[Stored data entries]
■ ■ ■ ■

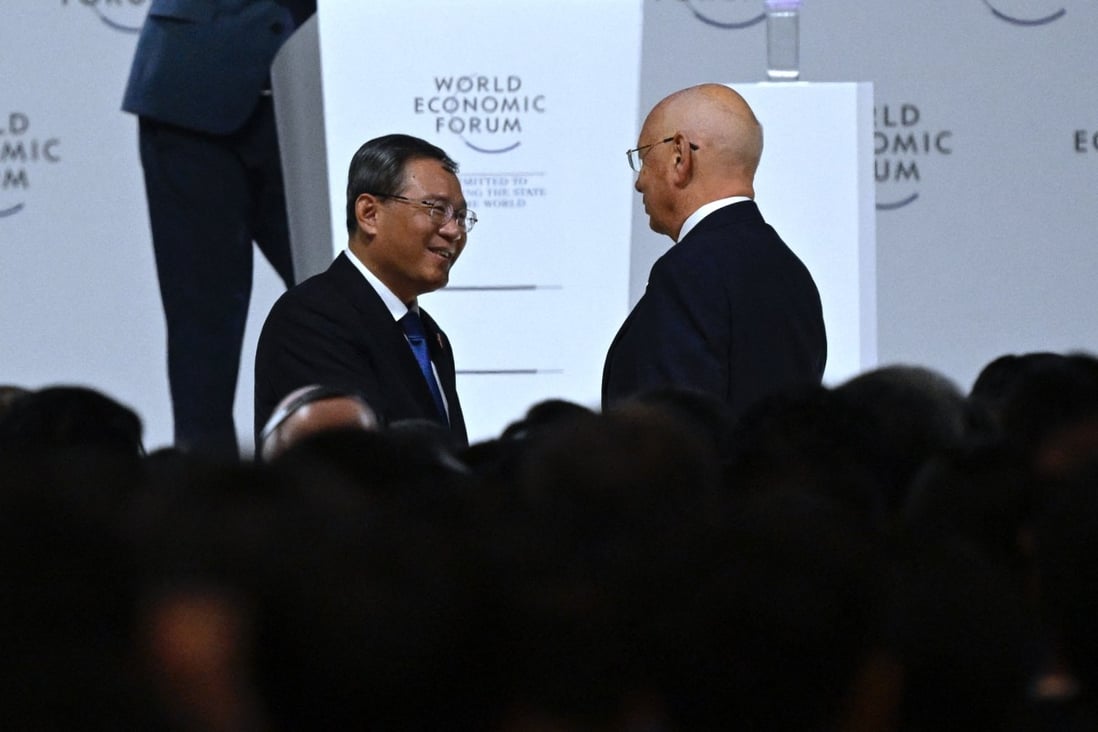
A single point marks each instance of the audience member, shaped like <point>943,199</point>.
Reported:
<point>312,409</point>
<point>57,417</point>
<point>832,571</point>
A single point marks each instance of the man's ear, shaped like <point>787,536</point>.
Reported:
<point>367,209</point>
<point>682,168</point>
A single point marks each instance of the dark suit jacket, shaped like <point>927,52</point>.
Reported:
<point>202,64</point>
<point>729,310</point>
<point>333,329</point>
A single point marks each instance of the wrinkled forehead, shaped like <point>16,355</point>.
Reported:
<point>430,177</point>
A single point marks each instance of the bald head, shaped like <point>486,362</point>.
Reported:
<point>714,151</point>
<point>718,121</point>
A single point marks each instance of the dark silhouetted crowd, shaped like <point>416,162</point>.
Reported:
<point>887,554</point>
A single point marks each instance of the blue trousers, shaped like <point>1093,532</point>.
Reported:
<point>210,198</point>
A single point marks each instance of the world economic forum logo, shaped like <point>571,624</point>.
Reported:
<point>121,15</point>
<point>905,147</point>
<point>1027,12</point>
<point>727,14</point>
<point>488,112</point>
<point>21,151</point>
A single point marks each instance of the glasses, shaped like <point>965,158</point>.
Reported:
<point>440,213</point>
<point>636,161</point>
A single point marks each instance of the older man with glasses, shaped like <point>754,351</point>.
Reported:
<point>358,327</point>
<point>729,310</point>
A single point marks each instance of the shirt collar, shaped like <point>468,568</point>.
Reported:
<point>696,217</point>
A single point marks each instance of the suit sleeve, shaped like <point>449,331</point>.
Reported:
<point>685,326</point>
<point>301,346</point>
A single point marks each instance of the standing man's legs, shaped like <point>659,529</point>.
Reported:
<point>203,200</point>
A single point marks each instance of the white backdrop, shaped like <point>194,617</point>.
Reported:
<point>986,113</point>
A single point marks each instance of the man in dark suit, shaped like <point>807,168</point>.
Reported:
<point>200,86</point>
<point>353,327</point>
<point>729,310</point>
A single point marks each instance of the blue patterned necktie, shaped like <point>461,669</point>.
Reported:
<point>417,337</point>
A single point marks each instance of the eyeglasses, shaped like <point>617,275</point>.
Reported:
<point>636,161</point>
<point>440,212</point>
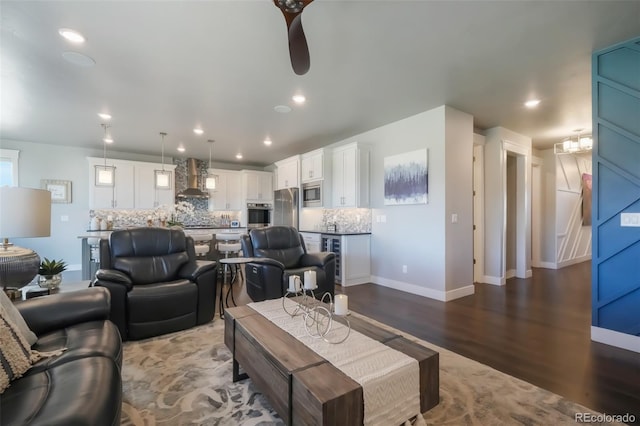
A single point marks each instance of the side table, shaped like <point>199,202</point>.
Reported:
<point>65,287</point>
<point>230,261</point>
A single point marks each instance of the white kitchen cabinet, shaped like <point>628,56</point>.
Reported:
<point>288,173</point>
<point>147,195</point>
<point>312,241</point>
<point>228,192</point>
<point>315,165</point>
<point>120,195</point>
<point>350,186</point>
<point>353,257</point>
<point>257,185</point>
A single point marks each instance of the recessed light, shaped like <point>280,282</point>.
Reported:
<point>532,103</point>
<point>71,35</point>
<point>79,59</point>
<point>282,109</point>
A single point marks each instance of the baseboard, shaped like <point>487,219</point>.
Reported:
<point>443,296</point>
<point>488,279</point>
<point>615,338</point>
<point>574,261</point>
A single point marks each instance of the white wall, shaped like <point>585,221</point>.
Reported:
<point>438,254</point>
<point>42,161</point>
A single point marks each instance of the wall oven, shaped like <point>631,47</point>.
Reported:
<point>312,194</point>
<point>258,215</point>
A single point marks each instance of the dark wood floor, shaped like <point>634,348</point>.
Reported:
<point>536,329</point>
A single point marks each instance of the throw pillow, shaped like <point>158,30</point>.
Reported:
<point>16,355</point>
<point>17,319</point>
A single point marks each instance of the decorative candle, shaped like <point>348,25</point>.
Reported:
<point>294,284</point>
<point>341,304</point>
<point>310,280</point>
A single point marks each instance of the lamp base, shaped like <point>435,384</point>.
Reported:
<point>18,266</point>
<point>13,293</point>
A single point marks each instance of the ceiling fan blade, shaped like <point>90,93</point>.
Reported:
<point>298,47</point>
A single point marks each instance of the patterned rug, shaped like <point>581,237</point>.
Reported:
<point>184,378</point>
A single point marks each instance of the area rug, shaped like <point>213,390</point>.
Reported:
<point>184,378</point>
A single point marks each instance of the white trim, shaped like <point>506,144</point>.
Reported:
<point>573,261</point>
<point>494,280</point>
<point>443,296</point>
<point>615,338</point>
<point>12,155</point>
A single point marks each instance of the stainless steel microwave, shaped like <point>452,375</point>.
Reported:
<point>312,194</point>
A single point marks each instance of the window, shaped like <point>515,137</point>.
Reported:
<point>9,167</point>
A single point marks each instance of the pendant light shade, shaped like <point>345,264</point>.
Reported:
<point>211,179</point>
<point>105,175</point>
<point>162,177</point>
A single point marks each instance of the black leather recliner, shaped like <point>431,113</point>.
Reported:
<point>280,253</point>
<point>157,286</point>
<point>83,385</point>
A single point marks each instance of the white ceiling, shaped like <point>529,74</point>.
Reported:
<point>223,65</point>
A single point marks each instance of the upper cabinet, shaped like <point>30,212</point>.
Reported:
<point>257,186</point>
<point>150,194</point>
<point>228,192</point>
<point>122,184</point>
<point>351,176</point>
<point>288,173</point>
<point>315,165</point>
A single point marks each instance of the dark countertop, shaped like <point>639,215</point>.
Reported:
<point>337,233</point>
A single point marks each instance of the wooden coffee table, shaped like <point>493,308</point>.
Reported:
<point>303,387</point>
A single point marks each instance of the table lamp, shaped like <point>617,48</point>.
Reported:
<point>24,213</point>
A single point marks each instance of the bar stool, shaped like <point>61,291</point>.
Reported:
<point>228,245</point>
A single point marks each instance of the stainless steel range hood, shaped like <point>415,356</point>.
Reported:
<point>193,188</point>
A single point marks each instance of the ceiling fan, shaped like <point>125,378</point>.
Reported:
<point>298,48</point>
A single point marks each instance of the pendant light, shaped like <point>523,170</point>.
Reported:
<point>105,175</point>
<point>210,181</point>
<point>162,177</point>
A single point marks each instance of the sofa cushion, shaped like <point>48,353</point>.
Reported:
<point>87,339</point>
<point>86,391</point>
<point>17,319</point>
<point>15,351</point>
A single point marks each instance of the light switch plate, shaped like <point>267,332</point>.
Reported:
<point>629,219</point>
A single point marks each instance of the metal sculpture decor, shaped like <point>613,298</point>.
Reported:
<point>318,315</point>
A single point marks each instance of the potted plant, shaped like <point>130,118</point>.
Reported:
<point>51,273</point>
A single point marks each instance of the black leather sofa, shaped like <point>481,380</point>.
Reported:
<point>157,285</point>
<point>279,252</point>
<point>83,385</point>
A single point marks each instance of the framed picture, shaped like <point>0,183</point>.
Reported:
<point>406,178</point>
<point>60,190</point>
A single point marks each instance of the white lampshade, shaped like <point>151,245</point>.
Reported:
<point>24,212</point>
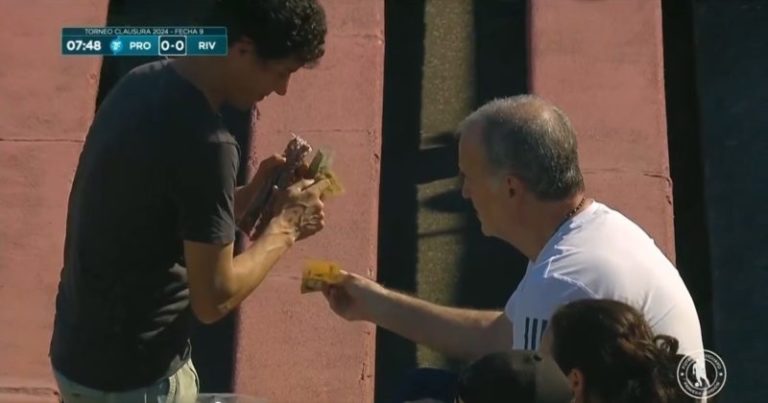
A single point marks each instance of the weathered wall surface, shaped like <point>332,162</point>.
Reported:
<point>46,104</point>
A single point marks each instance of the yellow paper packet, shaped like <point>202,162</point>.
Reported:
<point>320,168</point>
<point>319,272</point>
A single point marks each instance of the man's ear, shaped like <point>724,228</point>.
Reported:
<point>513,185</point>
<point>242,45</point>
<point>576,379</point>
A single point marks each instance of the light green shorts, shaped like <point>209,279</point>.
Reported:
<point>182,387</point>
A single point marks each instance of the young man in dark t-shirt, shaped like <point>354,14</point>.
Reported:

■ ■ ■ ■

*WHAT IS REQUIRED*
Print every entry above again, exactly as written. Leave the images out.

*RESPONSE TO THE TASK*
A single point marks each instance of the audience member, shaped like <point>943,199</point>.
Reported:
<point>312,409</point>
<point>57,417</point>
<point>832,571</point>
A single point marks each instance of the man's ear, shaped like <point>787,536</point>.
Reported:
<point>367,209</point>
<point>682,168</point>
A single point marks each instance of the dark suit jacket, shaped like <point>927,52</point>.
Reported:
<point>202,64</point>
<point>729,310</point>
<point>333,329</point>
A single point marks each instance of the wrinkled forehead, shaped like <point>16,355</point>.
Reported:
<point>430,177</point>
A single point marks each instance of the bald head, shaped like <point>486,362</point>.
Reported:
<point>714,151</point>
<point>718,121</point>
A single point marks each instance of the dark silhouetted crowd, shaped like <point>416,162</point>.
Reported:
<point>887,554</point>
A single point marks each instance of the blue trousers, shaped like <point>1093,532</point>.
Reported:
<point>210,198</point>
A single point marks each instance of the world economic forum logo, shaped like <point>571,624</point>.
Reported:
<point>121,15</point>
<point>905,147</point>
<point>1027,12</point>
<point>727,14</point>
<point>488,112</point>
<point>21,151</point>
A single point marks each instance of the glasses, shaped like <point>965,158</point>.
Reported:
<point>440,213</point>
<point>636,161</point>
A single point marks each instance of the older man with glasses, shaped like <point>754,351</point>.
Reported:
<point>358,327</point>
<point>729,310</point>
A single point marks each instance of the shirt collar, shaped like <point>468,568</point>.
Reported:
<point>696,217</point>
A single point marks each instance of the suit sleeve, shaped like <point>449,331</point>.
Reported:
<point>685,326</point>
<point>301,346</point>
A single point marks each instance of the standing man's legs, shaped like <point>659,529</point>.
Reported:
<point>203,200</point>
A single point marks each instance of the white backdrop, shaped like <point>194,617</point>.
Reported:
<point>986,113</point>
A single point marks each instance of the man in dark suit, shaped like <point>807,168</point>.
Reported:
<point>200,86</point>
<point>353,327</point>
<point>729,310</point>
A single point marks each instance of the blue patterned necktie, shaped like <point>461,669</point>.
Reported:
<point>417,337</point>
A single point marks each instance of the eyeglasses, shaped like <point>617,275</point>.
Reported:
<point>636,161</point>
<point>440,212</point>
A single point marks each instance of the side table, shaped like <point>199,202</point>.
Reported:
<point>65,287</point>
<point>230,261</point>
A single point marks each instance of the white kitchen cabinet, shaped like <point>628,56</point>.
Reported:
<point>288,173</point>
<point>147,195</point>
<point>312,241</point>
<point>228,192</point>
<point>315,165</point>
<point>120,195</point>
<point>350,186</point>
<point>353,257</point>
<point>257,185</point>
A single point marks each instance of the recessed light, shaped like <point>280,282</point>.
Reported:
<point>532,103</point>
<point>71,35</point>
<point>79,59</point>
<point>282,109</point>
A single point marks each instance of the baseboard, shaped like <point>487,219</point>.
Reported:
<point>443,296</point>
<point>488,279</point>
<point>615,338</point>
<point>574,261</point>
A single point marks each instance of the white wall, shaped like <point>585,221</point>.
Reported:
<point>438,254</point>
<point>42,161</point>
A single point marks each instance of the wall oven, shaped like <point>631,47</point>.
Reported:
<point>312,194</point>
<point>258,215</point>
A single point marks each instance of the dark wood floor, shaped like <point>634,348</point>.
Reported:
<point>536,329</point>
A single point marks each instance of the throw pillow, shaped like <point>158,30</point>.
Reported:
<point>16,355</point>
<point>17,319</point>
A single point marks each instance of the decorative candle, shaped like <point>348,25</point>.
Reported:
<point>294,284</point>
<point>341,304</point>
<point>310,280</point>
A single point marks each instance of the lamp base, shaped like <point>435,384</point>.
Reported:
<point>18,266</point>
<point>13,293</point>
A single point marks each instance of the ceiling fan blade, shaped like <point>90,93</point>.
Reported:
<point>298,47</point>
A single point marks each instance of the patterned rug, shaped like <point>581,237</point>.
Reported:
<point>184,378</point>
A single point marks each instance of the area rug, shaped like <point>213,390</point>.
Reported:
<point>184,378</point>
A single point marks each instance of the white trim, shaped like <point>506,144</point>.
Reported:
<point>573,261</point>
<point>494,280</point>
<point>443,296</point>
<point>615,338</point>
<point>12,155</point>
A single point marks each instance of the stainless steel microwave, shaped like <point>452,375</point>.
Reported:
<point>312,194</point>
A single point marks each instance of the window, shaped like <point>515,137</point>.
Reported:
<point>9,167</point>
A single point marks each instance of the pendant light shade, shaped like <point>345,264</point>.
Reported:
<point>211,179</point>
<point>105,175</point>
<point>162,177</point>
A single point marks each instance of the black leather recliner, shaped like <point>431,113</point>.
Reported:
<point>280,253</point>
<point>157,286</point>
<point>83,385</point>
A single point marks each instance of the white ceiling, shaped like <point>529,74</point>.
Reported:
<point>223,65</point>
A single point marks each instance of the upper cabinet, shaped like <point>30,212</point>.
Reported:
<point>257,186</point>
<point>150,194</point>
<point>228,192</point>
<point>122,184</point>
<point>351,176</point>
<point>288,173</point>
<point>315,165</point>
A single point marks each instance of the dark countertop, shaped like <point>639,215</point>.
Reported:
<point>337,233</point>
A single point marks each instance of the wooden coffee table, shaped like <point>493,308</point>.
Reported:
<point>303,387</point>
A single point marks each instance of the table lamp, shaped like <point>617,48</point>.
Reported:
<point>24,213</point>
A single point marks each instance of the bar stool, shaped like <point>61,291</point>.
Reported:
<point>228,245</point>
A single point marks each instance of the stainless steel range hood, shaped like <point>415,356</point>.
Reported:
<point>193,188</point>
A single point marks each instance of the ceiling fan, shaped like <point>125,378</point>.
Reported:
<point>298,48</point>
A single point marks each instance of the pendant light, shaped like <point>523,170</point>.
Reported:
<point>105,175</point>
<point>210,181</point>
<point>162,177</point>
A single point marks each instance of the sofa cushion, shaped like <point>48,353</point>.
Reported:
<point>87,339</point>
<point>86,391</point>
<point>17,319</point>
<point>15,351</point>
A single point marks each instance of the light switch plate, shaped like <point>267,332</point>.
Reported:
<point>629,219</point>
A single point marks each instance of the metal sculpture decor, shaped like <point>613,298</point>.
Reported:
<point>318,315</point>
A single point marks each instance of the potted plant, shaped like <point>130,118</point>.
Reported:
<point>51,273</point>
A single point marks each instance of the black leather sofa, shaped like <point>481,380</point>.
Reported:
<point>157,285</point>
<point>279,252</point>
<point>83,385</point>
A single point marks each instance of the framed picture, shaped like <point>0,183</point>.
Reported:
<point>406,178</point>
<point>60,190</point>
A single point marks each instance of the white lampshade, shaped like <point>151,245</point>.
Reported:
<point>24,212</point>
A single point marks each instance of the weathered wall surface, shaped like <point>332,162</point>.
Reported:
<point>46,104</point>
A single point marks each instance of the yellow paper packet, shaped like <point>202,162</point>.
Reported:
<point>320,168</point>
<point>319,272</point>
A single point marks each instance of the man's ear, shaped like <point>724,228</point>.
Reported:
<point>513,185</point>
<point>242,45</point>
<point>576,379</point>
A single point marks each instance of the light green shorts, shaped like <point>209,279</point>.
Reported:
<point>182,387</point>
A single point marks each instance of the young man in dark t-shirt, shaped like <point>354,14</point>.
Reported:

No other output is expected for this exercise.